### Goal of the exercise
All lines from the one with "Mark the tall" through the last line of the data below should be copied exactly; please add nothing.

### Data shown
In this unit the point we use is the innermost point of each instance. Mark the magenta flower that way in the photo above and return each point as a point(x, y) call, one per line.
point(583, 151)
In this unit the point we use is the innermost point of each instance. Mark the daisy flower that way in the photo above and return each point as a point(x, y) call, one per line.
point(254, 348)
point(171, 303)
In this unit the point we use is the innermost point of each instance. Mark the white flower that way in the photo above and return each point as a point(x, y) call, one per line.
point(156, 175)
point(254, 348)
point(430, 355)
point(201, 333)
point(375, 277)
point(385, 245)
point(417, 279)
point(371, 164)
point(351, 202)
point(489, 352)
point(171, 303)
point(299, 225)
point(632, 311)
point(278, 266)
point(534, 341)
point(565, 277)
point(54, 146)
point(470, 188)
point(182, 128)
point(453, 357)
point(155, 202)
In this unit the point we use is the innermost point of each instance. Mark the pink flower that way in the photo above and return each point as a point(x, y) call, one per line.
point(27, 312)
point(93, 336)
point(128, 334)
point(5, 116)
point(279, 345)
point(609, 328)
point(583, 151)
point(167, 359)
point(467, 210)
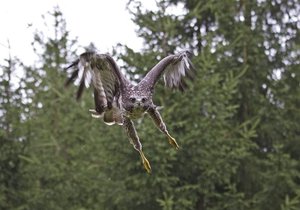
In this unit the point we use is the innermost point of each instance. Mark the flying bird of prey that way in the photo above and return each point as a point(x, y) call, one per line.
point(118, 101)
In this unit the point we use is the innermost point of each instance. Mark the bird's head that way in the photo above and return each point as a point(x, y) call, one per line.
point(137, 99)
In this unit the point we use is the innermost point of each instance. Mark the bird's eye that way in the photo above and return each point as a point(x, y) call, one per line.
point(132, 99)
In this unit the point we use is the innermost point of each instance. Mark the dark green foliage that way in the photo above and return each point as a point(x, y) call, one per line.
point(237, 125)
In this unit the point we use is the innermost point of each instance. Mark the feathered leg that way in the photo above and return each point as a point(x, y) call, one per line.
point(134, 139)
point(156, 117)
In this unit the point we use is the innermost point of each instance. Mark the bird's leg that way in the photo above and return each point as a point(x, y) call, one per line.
point(134, 139)
point(157, 119)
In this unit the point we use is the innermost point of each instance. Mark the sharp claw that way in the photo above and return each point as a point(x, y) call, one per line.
point(145, 162)
point(173, 142)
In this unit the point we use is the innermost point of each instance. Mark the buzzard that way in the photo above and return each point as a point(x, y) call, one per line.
point(119, 101)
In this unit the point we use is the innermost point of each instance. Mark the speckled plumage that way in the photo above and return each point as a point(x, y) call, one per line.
point(118, 101)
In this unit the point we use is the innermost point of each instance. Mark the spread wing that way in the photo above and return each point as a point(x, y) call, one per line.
point(174, 68)
point(102, 72)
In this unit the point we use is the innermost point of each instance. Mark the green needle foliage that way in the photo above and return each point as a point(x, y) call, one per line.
point(237, 125)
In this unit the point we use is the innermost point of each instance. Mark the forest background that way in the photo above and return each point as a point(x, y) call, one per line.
point(237, 125)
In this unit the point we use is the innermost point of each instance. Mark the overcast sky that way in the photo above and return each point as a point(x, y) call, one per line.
point(103, 22)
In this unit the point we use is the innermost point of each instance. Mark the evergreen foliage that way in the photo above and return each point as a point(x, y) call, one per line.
point(237, 125)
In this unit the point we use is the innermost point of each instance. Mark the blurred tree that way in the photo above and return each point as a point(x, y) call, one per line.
point(12, 142)
point(234, 126)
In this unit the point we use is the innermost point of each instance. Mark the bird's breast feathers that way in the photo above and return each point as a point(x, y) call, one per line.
point(136, 113)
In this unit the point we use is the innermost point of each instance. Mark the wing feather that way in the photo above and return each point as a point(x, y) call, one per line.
point(174, 68)
point(100, 71)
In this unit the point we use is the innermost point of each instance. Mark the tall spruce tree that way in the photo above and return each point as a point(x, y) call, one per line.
point(234, 126)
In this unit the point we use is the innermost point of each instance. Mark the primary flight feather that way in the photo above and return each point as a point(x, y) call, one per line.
point(118, 101)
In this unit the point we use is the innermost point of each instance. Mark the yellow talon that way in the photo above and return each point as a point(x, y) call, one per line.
point(145, 162)
point(173, 142)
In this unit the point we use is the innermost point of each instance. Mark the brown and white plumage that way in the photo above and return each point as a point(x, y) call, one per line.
point(119, 101)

### Problem solution
In this unit the point we use is the innermost point of each instance. Mark the tall spruce tree that way in the photo above and return each point as a point(x, y) call, one per line.
point(234, 126)
In this unit the point we use is the innermost point of each instance. Mark the primary flight feather that way in the photo above and return each point as a point(x, y) call, one per line.
point(118, 101)
In this unit the point we use is the innermost point of each instance. Mark the yellow talon that way in the photo above and return each point as a point(x, y) call, one per line.
point(145, 162)
point(173, 142)
In this unit the point we use is the innermost point of each instance. Mark the brown and white plumage that way in the photo above and return each point as a point(x, y) call, one per line.
point(119, 101)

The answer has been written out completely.